- Extracted text
====================
Skeptics have failed to make a case

Even the worst naysayers are simply saying that all supplements are a waste of time -- there's nothing especially bad about resveratrol, just general posturing about supplements being a waste of time.

I remember back in 2002 or 2003 when my radar first starting tracking it. There was a researcher who had been involved in debunking a lot of vitamin claims and he was looking at some of the results of the studies done at Harvard. He said something like "This is the real deal. I've never been as interested and excited about something as I am about this"

In my opinion, resveratrol is going to end up like aspirin -- a natural substance that turns out to have myriad health benefits. It's like watching this huge discovery being made, only its happening so slowly it's not always clear to the participants the magnitude of what they're watching.

So each month, like clockwork, I google around to find the best provider of resveratrol. At first I had a hard time even getting small amounts, but lately everybody and their brother are starting to sell the "mega" sized capsules. This is a sign the market is maturing. Heck, I even looked into buying the stuff in bulk -- that's how sold I am on it. And every month it seems like there are more and more vendors and stories, and the claims are getting more and more outlandish. The excitement builds.

Live forever! Cures cancer! Treats foot fungus!

Will resveratrol follow the same trajectory as all those other substances? I don't think so. So what is resveratrol specifcally good for? Why take it? If I had to guess, and it's only a crazy guess from a vitamin junkie, I'd say take it for prevention of diabetes, better quality of life as you age, and perhaps a reduced risk of cancer and heart disease. That's a pretty big claim! And as Sagan said, extraordinary claims require extraordinary proof. I understand. I can only say "stay tuned". In the next 5-10 years more human studies will come out and we'll have more data. But if you're waiting on somebody to do a human longevity study, that's obviously not going to happen for ethical reasons. I have faith the news is only going to get better.
====================
- Data excerpts
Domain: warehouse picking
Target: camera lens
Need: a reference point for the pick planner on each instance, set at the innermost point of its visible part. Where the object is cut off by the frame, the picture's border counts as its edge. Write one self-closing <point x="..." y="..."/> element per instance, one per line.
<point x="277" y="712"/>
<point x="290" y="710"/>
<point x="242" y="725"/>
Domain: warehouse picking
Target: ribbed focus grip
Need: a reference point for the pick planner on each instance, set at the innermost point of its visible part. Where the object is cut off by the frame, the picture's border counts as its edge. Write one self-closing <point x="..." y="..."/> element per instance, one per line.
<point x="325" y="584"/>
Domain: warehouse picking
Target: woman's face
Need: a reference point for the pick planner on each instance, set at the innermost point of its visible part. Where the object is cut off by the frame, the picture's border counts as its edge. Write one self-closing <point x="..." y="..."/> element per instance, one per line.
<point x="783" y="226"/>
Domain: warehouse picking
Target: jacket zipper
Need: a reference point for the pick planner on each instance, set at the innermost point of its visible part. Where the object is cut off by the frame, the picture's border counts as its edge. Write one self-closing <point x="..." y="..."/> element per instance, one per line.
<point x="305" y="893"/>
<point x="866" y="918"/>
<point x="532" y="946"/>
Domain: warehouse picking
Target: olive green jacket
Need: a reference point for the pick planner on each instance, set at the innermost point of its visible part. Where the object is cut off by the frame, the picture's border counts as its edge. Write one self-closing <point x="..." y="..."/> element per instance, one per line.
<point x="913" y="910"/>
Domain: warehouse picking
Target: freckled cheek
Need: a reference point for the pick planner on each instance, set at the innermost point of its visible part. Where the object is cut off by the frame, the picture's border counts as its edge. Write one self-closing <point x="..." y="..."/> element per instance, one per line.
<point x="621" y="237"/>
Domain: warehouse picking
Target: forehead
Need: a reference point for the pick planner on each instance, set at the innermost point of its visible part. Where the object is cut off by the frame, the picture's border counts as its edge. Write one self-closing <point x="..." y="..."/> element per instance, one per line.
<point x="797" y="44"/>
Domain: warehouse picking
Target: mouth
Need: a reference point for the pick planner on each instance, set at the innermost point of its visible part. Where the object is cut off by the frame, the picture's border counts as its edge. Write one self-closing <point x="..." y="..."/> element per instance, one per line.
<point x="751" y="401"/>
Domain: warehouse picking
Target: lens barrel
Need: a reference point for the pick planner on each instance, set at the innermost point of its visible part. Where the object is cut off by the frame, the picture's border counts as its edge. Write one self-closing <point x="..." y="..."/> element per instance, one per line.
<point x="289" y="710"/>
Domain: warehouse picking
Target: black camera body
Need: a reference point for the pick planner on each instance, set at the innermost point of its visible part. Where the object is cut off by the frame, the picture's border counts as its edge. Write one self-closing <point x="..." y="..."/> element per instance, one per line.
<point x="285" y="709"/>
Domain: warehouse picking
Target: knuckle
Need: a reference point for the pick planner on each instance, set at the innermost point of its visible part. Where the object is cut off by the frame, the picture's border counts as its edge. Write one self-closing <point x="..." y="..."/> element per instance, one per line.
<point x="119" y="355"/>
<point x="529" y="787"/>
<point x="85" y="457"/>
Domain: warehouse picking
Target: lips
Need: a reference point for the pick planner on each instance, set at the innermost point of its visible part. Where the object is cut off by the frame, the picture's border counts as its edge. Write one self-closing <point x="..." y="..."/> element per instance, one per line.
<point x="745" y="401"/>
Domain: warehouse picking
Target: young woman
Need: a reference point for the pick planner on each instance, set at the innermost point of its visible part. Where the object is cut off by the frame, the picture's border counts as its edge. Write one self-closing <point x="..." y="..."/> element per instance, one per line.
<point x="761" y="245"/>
====================
- What to work on
Reproduce the passage on resveratrol above word for word, starting at "In my opinion, resveratrol" and ending at "Treats foot fungus!".

- Written reply
In my opinion, resveratrol is going to end up like aspirin -- a natural substance that turns out to have myriad health benefits. It's like watching this huge discovery being made, only its happening so slowly it's not always clear to the participants the magnitude of what they're watching.

So each month, like clockwork, I google around to find the best provider of resveratrol. At first I had a hard time even getting small amounts, but lately everybody and their brother are starting to sell the "mega" sized capsules. This is a sign the market is maturing. Heck, I even looked into buying the stuff in bulk -- that's how sold I am on it. And every month it seems like there are more and more vendors and stories, and the claims are getting more and more outlandish. The excitement builds.

Live forever! Cures cancer! Treats foot fungus!